▶ PASSAGE:

I'm horrified by what is going on in the country right now. I am equally horrified by things like how we've left the Kurdish people to be slaughtered. Syria is no ally to the Kurds and Turkey has had it out for them for a while. Let us not forget that the civil war in Syria is still ongoing and we've got Daesh still to worry about. Yes, I'm calling those terrorists attempting to establish a caliphate in the middle east Daesh instead of ISIL or ISIS. Two reasons why I am doing it. Daesh is the full acronym for the proper name of the organization in Islamic and it translates to something mildly vulgar (if I recall correctly). Secondly, I refuse to denigrate the sacred name of a goddess by associating her with their behavior. Isis (Aset) is a benevolent mother goddess and I am not going to be party to a bunch of terroist assholes taking her name and profaning it. Also, ISIL looks like a bad typo. Some acronyms make sense, others just look wrong.
I started writing the Umbrel Chronicles based on my fantasy life as a kid and how I attempted to escape the horrors that I was experiencing. As I have been working on this series, I am beginning to realize that the story is being influenced by the politics of our world. I'm not so sure I like this. Askemb was never supposed to be a cognate for any politician. He was supposed to be an encapsulation of all the people who had hurt me into one single figure that I could eventually slay by proxy. Instead, he's turned into something of a weather cock who turns his ambition towards what others suggest. Only his obsession with a single figure keeps him on something that vaguely resembles a solid course.

▶ DATA SHOWN:
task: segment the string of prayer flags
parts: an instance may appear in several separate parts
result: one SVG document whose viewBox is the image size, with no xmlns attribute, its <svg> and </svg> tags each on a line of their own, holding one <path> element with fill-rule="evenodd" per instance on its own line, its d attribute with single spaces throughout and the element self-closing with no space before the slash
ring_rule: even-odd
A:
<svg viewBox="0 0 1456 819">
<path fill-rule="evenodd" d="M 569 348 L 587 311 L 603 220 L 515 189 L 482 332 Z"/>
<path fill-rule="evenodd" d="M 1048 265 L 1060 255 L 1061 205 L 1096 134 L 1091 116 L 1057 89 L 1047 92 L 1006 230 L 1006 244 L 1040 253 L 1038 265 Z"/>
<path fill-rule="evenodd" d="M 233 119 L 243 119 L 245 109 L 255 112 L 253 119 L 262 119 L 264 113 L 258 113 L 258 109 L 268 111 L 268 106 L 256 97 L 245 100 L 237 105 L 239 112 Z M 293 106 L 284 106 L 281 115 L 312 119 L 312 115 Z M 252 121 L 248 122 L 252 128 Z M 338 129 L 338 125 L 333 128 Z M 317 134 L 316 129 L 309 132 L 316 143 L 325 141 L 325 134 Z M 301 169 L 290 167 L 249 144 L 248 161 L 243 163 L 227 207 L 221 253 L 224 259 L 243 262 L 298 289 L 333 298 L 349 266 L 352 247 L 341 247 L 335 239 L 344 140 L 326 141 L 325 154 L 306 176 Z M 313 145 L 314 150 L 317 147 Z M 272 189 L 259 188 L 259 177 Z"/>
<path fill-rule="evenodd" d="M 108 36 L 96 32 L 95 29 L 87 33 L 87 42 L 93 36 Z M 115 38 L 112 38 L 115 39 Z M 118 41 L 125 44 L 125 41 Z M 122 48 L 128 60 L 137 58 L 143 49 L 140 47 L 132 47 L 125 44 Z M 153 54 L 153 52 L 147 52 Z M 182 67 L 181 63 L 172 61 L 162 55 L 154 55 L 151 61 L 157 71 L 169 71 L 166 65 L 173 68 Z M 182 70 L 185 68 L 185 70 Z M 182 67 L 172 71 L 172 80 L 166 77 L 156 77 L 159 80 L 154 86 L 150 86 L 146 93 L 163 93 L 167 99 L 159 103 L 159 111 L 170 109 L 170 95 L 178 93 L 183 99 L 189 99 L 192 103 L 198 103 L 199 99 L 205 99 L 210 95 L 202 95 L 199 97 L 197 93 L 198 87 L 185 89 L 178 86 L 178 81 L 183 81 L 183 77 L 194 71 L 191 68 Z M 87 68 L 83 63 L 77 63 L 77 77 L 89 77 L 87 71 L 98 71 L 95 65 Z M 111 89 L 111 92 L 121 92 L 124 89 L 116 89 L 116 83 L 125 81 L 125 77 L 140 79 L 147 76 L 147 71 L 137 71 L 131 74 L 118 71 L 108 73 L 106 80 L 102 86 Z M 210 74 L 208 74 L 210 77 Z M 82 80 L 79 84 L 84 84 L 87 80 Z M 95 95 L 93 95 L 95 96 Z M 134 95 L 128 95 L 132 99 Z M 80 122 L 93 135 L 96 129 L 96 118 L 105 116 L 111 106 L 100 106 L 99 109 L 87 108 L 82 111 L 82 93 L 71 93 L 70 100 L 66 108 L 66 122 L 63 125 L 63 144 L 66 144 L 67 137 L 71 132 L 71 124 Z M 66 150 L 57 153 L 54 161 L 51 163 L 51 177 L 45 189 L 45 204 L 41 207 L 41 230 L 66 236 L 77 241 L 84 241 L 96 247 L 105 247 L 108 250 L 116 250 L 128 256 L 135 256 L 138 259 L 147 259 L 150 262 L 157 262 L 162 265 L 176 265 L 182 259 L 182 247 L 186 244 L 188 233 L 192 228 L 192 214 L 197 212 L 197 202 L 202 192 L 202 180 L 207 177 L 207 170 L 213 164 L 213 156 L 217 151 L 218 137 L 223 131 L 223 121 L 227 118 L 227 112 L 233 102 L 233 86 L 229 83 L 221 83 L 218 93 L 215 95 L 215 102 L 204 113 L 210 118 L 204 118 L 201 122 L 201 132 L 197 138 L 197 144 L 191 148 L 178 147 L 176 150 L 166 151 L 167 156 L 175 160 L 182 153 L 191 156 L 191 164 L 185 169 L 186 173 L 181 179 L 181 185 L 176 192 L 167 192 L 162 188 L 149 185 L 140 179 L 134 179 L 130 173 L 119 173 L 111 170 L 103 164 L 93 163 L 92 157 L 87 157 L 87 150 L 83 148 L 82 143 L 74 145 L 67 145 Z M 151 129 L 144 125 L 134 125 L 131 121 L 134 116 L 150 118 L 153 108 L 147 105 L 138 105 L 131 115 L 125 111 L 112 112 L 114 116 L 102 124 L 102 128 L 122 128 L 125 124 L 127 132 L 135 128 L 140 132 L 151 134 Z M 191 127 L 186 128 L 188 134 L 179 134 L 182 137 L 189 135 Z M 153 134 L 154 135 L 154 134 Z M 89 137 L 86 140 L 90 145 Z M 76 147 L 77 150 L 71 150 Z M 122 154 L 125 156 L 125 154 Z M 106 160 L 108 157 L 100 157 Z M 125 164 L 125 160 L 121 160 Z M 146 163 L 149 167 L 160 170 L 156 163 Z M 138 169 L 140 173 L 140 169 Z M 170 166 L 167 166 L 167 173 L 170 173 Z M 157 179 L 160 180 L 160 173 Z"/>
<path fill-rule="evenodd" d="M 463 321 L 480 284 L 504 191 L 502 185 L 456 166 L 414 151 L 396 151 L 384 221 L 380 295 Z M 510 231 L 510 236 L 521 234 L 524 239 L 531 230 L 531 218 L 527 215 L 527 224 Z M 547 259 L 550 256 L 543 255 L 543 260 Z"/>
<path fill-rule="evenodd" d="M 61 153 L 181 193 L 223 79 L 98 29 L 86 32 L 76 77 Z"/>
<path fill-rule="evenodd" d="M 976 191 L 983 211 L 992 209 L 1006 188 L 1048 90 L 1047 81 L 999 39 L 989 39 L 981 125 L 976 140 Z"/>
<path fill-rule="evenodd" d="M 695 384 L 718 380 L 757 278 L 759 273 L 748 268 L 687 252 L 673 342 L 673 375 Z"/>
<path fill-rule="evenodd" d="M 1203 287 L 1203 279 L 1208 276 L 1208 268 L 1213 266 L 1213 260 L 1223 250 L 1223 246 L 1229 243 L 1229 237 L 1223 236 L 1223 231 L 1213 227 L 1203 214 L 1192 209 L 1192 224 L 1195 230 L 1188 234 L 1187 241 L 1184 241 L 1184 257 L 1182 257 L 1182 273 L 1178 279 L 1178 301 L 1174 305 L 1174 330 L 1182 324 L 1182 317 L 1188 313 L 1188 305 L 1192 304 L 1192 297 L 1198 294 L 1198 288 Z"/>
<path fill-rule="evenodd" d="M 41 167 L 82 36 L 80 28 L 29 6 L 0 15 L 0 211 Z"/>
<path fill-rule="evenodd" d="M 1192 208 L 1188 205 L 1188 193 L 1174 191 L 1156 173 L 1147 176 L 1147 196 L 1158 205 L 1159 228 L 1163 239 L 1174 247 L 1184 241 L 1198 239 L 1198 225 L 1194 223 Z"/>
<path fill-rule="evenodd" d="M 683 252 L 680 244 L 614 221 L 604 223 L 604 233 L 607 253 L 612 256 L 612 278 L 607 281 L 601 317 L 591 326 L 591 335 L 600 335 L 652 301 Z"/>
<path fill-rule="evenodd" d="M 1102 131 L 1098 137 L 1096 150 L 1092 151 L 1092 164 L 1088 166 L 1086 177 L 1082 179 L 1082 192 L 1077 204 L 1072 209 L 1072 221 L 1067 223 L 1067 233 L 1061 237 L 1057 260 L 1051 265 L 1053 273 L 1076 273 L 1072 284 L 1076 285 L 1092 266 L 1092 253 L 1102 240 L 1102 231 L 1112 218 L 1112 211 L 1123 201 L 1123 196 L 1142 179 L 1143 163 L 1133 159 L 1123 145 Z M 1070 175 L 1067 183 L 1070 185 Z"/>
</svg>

▶ WHAT YOU WILL DO:
Copy out the passage on Daesh and the Umbrel Chronicles in full, word for word, keeping both paragraphs.

▶ SOLUTION BELOW:
I'm horrified by what is going on in the country right now. I am equally horrified by things like how we've left the Kurdish people to be slaughtered. Syria is no ally to the Kurds and Turkey has had it out for them for a while. Let us not forget that the civil war in Syria is still ongoing and we've got Daesh still to worry about. Yes, I'm calling those terrorists attempting to establish a caliphate in the middle east Daesh instead of ISIL or ISIS. Two reasons why I am doing it. Daesh is the full acronym for the proper name of the organization in Islamic and it translates to something mildly vulgar (if I recall correctly). Secondly, I refuse to denigrate the sacred name of a goddess by associating her with their behavior. Isis (Aset) is a benevolent mother goddess and I am not going to be party to a bunch of terroist assholes taking her name and profaning it. Also, ISIL looks like a bad typo. Some acronyms make sense, others just look wrong.
I started writing the Umbrel Chronicles based on my fantasy life as a kid and how I attempted to escape the horrors that I was experiencing. As I have been working on this series, I am beginning to realize that the story is being influenced by the politics of our world. I'm not so sure I like this. Askemb was never supposed to be a cognate for any politician. He was supposed to be an encapsulation of all the people who had hurt me into one single figure that I could eventually slay by proxy. Instead, he's turned into something of a weather cock who turns his ambition towards what others suggest. Only his obsession with a single figure keeps him on something that vaguely resembles a solid course.